● **INSTRUCTIONS TO FOLLOW**: Find the string "wheel" in the records. Copy every line it appears in.

● **INFORMATION SUPPLIED**:
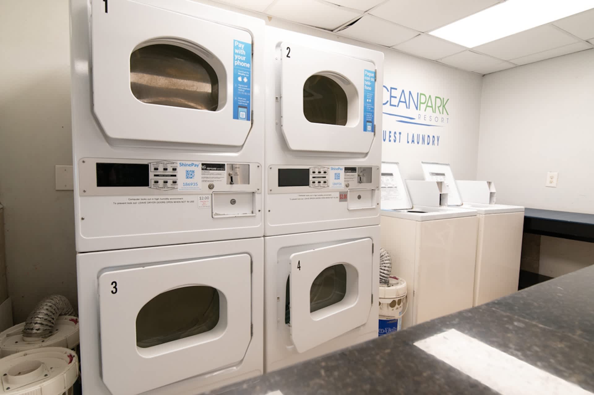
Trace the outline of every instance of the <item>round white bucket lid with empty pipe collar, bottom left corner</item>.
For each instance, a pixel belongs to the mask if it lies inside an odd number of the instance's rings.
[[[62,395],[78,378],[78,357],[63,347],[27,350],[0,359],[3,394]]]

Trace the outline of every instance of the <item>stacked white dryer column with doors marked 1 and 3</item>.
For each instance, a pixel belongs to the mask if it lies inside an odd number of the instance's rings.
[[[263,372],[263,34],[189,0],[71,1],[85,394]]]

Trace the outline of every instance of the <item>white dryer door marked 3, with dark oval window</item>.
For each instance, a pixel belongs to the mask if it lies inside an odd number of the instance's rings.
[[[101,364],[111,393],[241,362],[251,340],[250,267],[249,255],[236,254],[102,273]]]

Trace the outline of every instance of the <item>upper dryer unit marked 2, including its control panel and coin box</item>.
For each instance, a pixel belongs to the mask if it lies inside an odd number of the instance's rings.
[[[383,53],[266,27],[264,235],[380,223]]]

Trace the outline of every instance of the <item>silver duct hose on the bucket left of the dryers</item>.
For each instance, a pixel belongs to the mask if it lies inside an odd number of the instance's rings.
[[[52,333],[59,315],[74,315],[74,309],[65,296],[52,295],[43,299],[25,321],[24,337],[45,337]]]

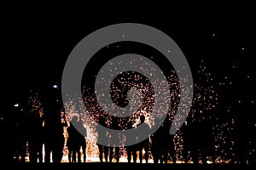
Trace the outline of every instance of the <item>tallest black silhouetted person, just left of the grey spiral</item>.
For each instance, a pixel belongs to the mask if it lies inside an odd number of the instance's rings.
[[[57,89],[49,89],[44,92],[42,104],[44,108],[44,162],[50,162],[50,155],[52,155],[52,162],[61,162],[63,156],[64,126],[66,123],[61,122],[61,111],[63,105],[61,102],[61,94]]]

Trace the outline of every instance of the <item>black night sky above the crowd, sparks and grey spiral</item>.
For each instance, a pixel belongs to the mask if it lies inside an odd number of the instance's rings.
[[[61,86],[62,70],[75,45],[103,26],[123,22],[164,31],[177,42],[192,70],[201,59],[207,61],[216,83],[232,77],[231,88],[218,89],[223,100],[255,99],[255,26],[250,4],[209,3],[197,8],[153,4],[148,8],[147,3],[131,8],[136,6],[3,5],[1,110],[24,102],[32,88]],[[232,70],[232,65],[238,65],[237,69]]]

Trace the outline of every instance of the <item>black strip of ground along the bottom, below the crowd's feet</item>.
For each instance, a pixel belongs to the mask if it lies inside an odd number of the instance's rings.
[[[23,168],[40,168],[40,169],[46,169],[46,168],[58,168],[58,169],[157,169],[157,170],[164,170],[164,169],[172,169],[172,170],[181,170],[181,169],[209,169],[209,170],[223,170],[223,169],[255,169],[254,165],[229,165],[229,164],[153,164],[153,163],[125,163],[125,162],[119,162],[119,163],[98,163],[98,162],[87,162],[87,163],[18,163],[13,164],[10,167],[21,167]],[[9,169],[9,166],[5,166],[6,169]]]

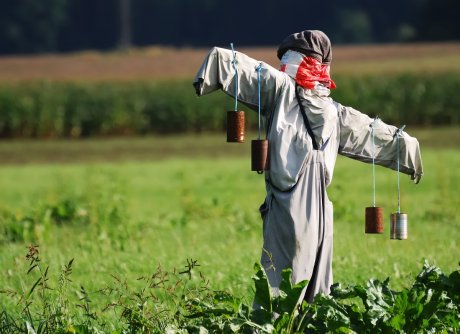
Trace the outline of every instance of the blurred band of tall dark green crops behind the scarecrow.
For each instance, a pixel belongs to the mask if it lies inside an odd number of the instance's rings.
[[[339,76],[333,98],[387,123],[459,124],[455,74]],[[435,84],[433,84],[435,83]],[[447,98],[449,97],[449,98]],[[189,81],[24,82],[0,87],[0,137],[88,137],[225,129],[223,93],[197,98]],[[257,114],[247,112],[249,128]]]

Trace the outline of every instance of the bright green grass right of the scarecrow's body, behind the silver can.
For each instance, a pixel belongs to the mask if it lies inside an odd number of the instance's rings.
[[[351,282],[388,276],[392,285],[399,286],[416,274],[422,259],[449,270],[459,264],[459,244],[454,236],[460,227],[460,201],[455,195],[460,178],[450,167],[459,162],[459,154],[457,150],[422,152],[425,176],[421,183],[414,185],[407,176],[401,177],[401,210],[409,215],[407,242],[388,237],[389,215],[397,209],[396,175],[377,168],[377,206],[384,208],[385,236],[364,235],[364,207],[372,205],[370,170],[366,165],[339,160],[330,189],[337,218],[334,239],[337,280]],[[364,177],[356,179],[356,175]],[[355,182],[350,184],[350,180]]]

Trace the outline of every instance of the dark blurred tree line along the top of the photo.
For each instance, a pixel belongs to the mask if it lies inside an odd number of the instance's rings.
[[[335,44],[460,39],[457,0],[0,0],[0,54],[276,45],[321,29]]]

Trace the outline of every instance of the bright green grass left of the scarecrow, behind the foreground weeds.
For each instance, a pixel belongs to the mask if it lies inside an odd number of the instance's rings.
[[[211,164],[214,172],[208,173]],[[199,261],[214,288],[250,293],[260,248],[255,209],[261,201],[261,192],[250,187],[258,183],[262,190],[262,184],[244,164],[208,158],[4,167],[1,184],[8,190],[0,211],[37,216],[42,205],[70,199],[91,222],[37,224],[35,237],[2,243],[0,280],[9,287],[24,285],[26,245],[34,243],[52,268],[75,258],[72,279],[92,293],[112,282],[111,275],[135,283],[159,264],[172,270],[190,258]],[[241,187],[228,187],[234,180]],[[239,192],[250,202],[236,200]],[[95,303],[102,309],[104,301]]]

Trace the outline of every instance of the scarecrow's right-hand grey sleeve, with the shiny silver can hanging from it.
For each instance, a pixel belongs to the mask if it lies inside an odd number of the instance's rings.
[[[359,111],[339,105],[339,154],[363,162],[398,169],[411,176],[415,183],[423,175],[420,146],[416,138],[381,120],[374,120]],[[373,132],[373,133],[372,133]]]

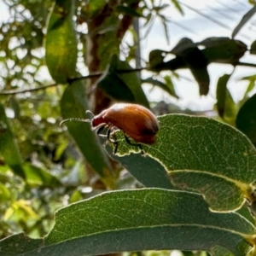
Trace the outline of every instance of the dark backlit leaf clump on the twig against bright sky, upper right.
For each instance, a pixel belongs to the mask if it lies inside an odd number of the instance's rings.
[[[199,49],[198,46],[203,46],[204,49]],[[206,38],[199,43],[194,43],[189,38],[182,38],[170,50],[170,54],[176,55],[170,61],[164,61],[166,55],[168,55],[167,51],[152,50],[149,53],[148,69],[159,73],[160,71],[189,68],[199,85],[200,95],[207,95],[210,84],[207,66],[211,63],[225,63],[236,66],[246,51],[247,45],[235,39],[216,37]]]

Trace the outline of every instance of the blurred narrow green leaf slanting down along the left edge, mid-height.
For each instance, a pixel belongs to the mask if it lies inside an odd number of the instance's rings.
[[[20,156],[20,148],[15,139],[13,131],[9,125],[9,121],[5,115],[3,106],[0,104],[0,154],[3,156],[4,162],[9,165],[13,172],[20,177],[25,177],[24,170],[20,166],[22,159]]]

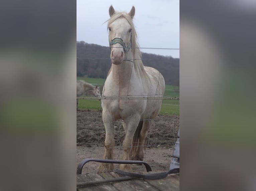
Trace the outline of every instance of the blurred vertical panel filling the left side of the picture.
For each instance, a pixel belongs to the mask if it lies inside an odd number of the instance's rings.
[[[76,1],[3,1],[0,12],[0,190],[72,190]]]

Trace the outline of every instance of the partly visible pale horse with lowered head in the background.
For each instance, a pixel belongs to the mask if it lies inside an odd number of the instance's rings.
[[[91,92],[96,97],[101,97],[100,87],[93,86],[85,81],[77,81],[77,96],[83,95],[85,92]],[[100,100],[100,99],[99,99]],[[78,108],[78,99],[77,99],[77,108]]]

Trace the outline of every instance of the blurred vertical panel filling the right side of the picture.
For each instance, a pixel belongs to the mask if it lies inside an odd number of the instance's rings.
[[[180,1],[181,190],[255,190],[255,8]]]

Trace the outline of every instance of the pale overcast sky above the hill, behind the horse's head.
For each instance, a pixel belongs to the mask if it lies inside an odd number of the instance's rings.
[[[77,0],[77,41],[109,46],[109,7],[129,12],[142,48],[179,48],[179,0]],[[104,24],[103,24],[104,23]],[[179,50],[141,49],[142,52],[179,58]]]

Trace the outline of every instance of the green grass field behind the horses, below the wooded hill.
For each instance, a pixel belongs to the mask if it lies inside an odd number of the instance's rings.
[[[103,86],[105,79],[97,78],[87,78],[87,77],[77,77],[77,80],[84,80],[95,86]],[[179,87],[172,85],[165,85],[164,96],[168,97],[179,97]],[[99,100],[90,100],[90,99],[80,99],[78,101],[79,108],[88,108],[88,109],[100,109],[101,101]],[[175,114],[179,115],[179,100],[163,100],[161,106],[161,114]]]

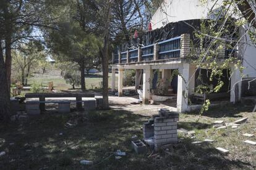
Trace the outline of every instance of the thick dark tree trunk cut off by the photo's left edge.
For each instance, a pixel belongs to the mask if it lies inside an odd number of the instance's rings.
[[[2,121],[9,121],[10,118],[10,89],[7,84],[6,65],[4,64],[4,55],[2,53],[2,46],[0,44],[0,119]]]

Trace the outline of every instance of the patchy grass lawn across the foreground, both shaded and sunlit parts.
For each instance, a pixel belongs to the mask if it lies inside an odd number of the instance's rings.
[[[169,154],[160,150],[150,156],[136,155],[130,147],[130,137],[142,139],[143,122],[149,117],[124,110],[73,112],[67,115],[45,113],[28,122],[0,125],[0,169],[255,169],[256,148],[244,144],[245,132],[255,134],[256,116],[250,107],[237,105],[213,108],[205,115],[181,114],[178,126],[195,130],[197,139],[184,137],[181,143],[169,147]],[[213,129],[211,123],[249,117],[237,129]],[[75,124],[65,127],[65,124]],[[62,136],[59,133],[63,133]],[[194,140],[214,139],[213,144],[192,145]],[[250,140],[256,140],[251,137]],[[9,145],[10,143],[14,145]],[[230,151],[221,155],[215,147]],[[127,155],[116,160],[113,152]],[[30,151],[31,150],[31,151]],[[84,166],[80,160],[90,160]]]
---
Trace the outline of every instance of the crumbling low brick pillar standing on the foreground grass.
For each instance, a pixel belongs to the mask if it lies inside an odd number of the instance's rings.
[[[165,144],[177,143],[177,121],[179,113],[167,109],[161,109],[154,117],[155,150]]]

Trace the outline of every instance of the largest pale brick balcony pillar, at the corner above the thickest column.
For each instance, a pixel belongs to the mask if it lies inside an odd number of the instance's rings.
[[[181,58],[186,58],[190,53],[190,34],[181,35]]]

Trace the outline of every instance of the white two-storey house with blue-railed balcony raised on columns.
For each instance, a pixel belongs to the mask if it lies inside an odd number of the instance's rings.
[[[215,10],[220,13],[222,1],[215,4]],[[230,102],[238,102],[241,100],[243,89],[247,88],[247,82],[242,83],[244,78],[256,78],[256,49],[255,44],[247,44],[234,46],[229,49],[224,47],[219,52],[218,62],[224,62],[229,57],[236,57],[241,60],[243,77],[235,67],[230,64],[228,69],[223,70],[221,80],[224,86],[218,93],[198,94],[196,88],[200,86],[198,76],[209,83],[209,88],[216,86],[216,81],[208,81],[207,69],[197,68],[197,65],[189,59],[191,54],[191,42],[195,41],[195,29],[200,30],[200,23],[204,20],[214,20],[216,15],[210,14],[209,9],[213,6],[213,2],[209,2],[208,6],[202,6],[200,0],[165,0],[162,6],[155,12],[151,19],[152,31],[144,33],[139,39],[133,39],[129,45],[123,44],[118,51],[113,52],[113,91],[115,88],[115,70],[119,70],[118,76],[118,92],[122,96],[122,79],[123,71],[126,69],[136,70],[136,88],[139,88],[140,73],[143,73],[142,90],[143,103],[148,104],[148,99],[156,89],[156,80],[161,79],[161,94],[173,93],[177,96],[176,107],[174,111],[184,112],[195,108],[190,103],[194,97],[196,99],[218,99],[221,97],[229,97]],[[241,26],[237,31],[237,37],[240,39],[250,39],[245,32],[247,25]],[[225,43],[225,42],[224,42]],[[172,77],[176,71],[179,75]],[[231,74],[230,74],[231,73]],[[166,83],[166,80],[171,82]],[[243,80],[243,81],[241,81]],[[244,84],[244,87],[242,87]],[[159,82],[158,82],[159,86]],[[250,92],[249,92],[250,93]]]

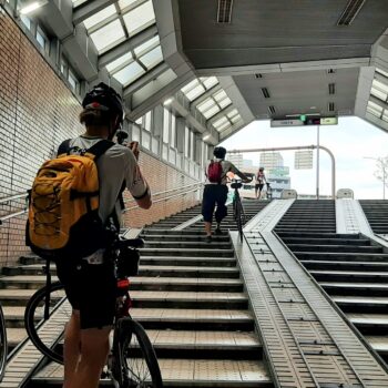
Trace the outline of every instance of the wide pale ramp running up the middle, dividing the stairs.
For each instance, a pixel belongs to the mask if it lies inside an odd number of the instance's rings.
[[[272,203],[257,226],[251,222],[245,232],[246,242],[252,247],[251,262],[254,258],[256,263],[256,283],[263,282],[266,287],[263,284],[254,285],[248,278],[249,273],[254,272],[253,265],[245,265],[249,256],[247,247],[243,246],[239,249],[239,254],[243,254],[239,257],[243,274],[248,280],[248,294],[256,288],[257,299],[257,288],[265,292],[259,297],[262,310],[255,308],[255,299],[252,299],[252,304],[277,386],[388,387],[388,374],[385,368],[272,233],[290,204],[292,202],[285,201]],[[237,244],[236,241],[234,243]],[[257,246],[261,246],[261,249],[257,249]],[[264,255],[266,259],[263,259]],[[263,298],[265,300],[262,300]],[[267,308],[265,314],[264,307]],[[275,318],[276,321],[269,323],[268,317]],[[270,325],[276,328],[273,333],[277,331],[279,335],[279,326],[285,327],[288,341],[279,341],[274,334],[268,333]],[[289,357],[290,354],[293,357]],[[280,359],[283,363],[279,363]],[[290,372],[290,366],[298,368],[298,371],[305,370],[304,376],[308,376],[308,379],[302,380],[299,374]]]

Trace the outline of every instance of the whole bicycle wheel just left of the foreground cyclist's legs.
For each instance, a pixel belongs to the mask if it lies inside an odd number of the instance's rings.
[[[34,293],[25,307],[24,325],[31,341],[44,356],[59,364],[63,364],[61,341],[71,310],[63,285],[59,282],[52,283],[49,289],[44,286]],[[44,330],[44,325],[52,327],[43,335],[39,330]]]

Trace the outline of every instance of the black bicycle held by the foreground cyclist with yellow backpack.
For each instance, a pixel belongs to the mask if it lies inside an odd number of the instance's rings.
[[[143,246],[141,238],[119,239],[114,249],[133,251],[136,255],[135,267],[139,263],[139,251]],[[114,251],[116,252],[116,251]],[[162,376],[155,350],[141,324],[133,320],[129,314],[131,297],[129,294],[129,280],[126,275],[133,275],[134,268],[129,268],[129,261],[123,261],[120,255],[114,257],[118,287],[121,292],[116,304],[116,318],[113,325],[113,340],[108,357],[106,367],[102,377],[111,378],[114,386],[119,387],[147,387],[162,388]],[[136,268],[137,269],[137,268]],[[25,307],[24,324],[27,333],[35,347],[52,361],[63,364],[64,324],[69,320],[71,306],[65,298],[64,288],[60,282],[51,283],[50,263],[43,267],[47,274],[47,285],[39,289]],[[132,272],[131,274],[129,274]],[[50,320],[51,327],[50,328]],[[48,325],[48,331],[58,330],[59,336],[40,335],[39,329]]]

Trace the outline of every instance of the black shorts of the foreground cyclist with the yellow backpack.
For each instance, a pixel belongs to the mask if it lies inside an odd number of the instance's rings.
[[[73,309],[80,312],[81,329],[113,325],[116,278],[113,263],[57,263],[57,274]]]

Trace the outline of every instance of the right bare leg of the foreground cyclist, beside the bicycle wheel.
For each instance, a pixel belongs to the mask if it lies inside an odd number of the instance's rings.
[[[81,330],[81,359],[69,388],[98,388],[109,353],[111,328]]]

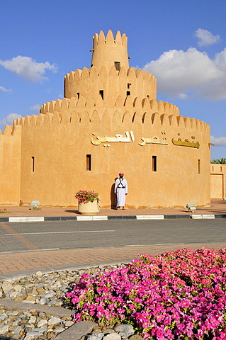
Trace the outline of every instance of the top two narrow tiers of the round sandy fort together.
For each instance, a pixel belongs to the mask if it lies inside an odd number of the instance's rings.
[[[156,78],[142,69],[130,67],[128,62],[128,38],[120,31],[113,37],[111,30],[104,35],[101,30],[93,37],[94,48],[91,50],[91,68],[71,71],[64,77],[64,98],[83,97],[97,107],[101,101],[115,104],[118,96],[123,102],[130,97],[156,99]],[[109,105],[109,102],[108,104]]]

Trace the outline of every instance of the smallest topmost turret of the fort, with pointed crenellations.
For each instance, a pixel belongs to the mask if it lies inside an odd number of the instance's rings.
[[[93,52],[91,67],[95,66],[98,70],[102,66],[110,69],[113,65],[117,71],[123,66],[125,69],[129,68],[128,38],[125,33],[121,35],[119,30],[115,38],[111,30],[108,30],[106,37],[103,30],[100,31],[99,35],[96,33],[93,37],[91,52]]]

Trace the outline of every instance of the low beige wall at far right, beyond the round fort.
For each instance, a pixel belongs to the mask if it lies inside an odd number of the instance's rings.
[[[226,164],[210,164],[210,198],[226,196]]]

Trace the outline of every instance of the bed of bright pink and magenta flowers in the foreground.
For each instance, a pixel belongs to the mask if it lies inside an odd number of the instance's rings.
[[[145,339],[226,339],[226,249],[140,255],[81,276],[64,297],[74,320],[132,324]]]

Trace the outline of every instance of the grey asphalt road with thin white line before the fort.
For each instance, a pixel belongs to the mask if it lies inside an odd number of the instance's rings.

● **RESPONSE AREA**:
Trace the outline of every instance of the whole bicycle wheel just left of the foreground cyclist's legs.
Trace the outline of every instance of the right bare leg of the foreground cyclist, beside the bicycle wheel.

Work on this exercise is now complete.